There are three locations:
- Greenlawn, in South Bend, Indiana
- Meadow View, in Falls Church, Virginia
- River Ridge, in Eagan, Minnesota

===Brotherhood of the People of Praise===
The Brotherhood of the People of Praise is a private association of the Christian faithful with official status in the Catholic Church.

While the People of Praise religious community has no official ties with any Christian church or denomination, a number of Catholic men who are members of this community have sought to regularize their status with the Catholic Church in order to be ordained Catholic priests. This group of men now has official status in the Catholic Church as a private association of the Christian faithful. "It has a membership of about 12 men, four of them now priests." Peter Leslie Smith, a member of the group, was named an auxiliary bishop for the Archdiocese of Portland in Oregon by Pope Francis and was ordained a bishop on April 29, 2014.

==Reception==
Ralph C. Martin, the president of Renewal Ministries, who previously managed the 'association of covenant communities' alongside People of Praise leadership, stated in the National Catholic Register that People of Praise is "part of the papally-approved mainstream of the Catholic Charismatic Renewal, which has been encouraged by every pope since Vatican II, none more strongly than Pope Francis."

Adrian Reimers, a Catholic theological critic and pioneering member of People of Praise from 1971 until his dismissal from the group in 1985, has criticized teachings of People of Praise that he views as authoritarian and male-gender centric and criticized its overall ecclesiastic structure, regretting its sense of primacy vis-à-vis the Church owing to the group's ecumenical nature and in turn its lack of direct oversight by professional Catholic clergy.

Dr Reimers founded the organisation Free Again in Christ to help people leave the People of Praise and similar covenant community groups which Dr Reimers characterises as "particularly powerful means of psychological and social control".

▶ _Given problem 1_
Pick out every line of the listing below that contains the string "plastic" and copy each one. Treat uppercase and lowercase letters as different.

▶ _Given records_
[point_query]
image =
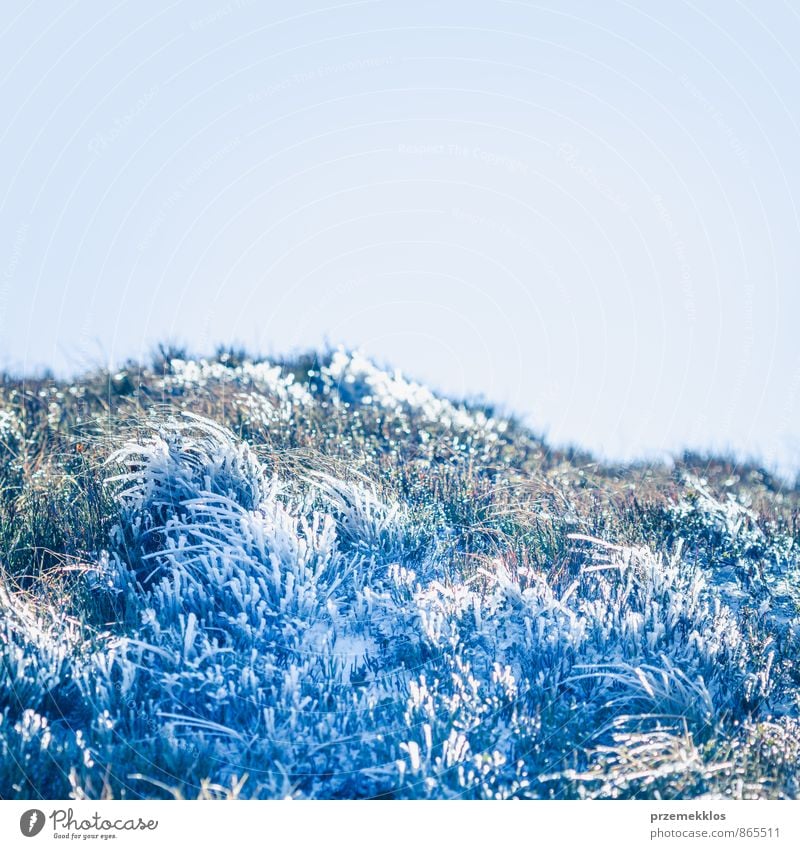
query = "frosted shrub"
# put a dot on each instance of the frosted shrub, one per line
(374, 632)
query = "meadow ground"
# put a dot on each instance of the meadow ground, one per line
(315, 578)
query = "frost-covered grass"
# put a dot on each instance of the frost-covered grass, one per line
(230, 578)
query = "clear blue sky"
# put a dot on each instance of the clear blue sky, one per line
(586, 211)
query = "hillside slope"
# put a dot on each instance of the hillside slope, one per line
(318, 579)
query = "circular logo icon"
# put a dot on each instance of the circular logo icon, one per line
(31, 822)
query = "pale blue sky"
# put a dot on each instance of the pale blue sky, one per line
(586, 211)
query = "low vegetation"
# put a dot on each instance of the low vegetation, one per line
(232, 578)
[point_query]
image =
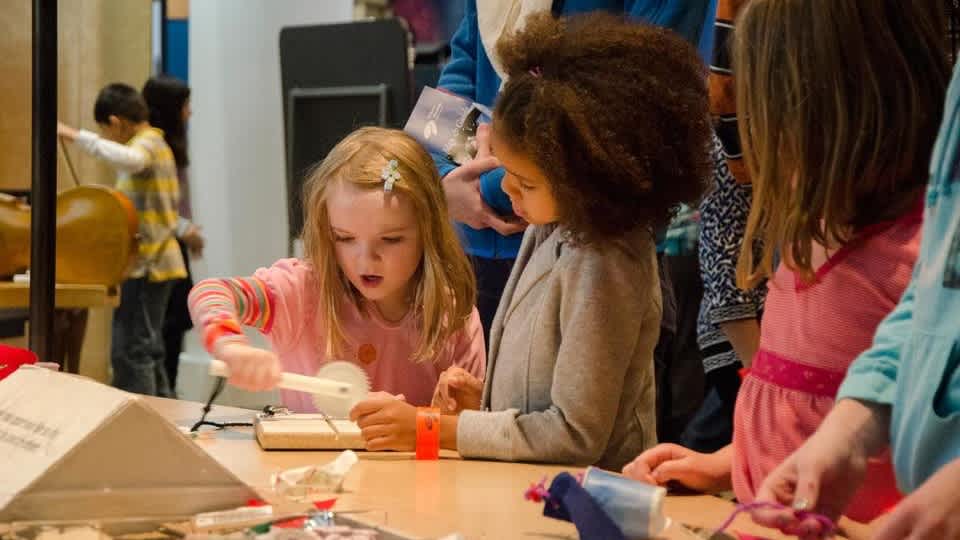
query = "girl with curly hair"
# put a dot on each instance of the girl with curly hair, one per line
(602, 129)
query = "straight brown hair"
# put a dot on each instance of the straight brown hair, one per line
(840, 101)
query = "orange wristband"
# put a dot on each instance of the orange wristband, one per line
(428, 433)
(218, 329)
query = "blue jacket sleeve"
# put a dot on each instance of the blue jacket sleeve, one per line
(873, 375)
(459, 75)
(692, 19)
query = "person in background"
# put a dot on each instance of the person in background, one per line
(147, 175)
(168, 100)
(488, 226)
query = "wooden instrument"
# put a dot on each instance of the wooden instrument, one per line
(96, 235)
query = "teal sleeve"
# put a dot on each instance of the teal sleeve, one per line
(873, 375)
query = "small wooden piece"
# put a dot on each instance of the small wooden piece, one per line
(307, 432)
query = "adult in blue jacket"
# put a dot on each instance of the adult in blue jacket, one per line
(490, 230)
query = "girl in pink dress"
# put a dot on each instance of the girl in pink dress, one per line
(838, 171)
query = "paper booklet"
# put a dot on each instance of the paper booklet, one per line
(447, 124)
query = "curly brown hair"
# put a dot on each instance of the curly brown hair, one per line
(614, 112)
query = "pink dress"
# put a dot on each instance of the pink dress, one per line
(282, 302)
(810, 335)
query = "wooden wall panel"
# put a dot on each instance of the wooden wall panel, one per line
(99, 41)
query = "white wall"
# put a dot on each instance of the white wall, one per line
(236, 133)
(237, 173)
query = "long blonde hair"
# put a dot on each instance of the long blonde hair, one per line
(840, 101)
(445, 291)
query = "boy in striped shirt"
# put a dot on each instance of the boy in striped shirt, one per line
(147, 175)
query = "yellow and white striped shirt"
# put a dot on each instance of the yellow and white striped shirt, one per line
(147, 174)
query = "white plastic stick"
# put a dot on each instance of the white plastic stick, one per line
(294, 381)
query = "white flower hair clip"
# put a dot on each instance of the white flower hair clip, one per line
(390, 174)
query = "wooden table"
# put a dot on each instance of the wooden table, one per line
(72, 303)
(17, 295)
(478, 499)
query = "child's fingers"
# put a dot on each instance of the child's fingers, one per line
(366, 408)
(777, 488)
(375, 431)
(638, 470)
(679, 470)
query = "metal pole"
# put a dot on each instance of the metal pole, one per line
(43, 224)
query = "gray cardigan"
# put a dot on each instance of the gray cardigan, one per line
(570, 373)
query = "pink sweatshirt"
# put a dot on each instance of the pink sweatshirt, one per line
(282, 302)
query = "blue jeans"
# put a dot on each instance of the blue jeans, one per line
(137, 351)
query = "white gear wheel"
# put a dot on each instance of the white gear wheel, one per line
(346, 372)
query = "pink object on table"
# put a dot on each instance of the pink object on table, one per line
(12, 358)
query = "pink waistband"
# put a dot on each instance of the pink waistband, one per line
(781, 371)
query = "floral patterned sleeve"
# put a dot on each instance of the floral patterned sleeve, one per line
(723, 220)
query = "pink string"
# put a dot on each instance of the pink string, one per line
(827, 524)
(537, 492)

▶ _Given problem 2_
Carry on the passage about the People of Praise from its last sentence.

▶ _Final result 1_
query = "white plastic stick"
# put a dot on each instance of the white plastic stick, one per line

▶ _Final result 2_
Some former members of People of Praise have described the group's culture as insular to the point that it felt intrusive and controlling, claims that the group's current members dispute.

After the nomination of Amy Coney Barrett to the Supreme Court, many articles from mainstream press referred to the People of Praise as a cult.

==Allegations of child abuse and cover-up==

===1970s–80s===
In October 2020, former member of the community, Sarah Kuehl, said she and others had been sexually abused when children during the 1970s by a community member who lived in her household. (Kuehl's family at the time belonged to Servants of the Lord, a covenant community that later merged with People of Praise.) Kuehl alleged that leaders in the People of Praise later attempted to "hide and cover up" what they knew about the abuse, as they kept her abuser in the People of Praise community.

===2000s===
In June 2021, the Washington Post interviewed nine members of a Facebook group who claimed to have been sexually abused at People of Praise community, and one person who claimed physical abuse.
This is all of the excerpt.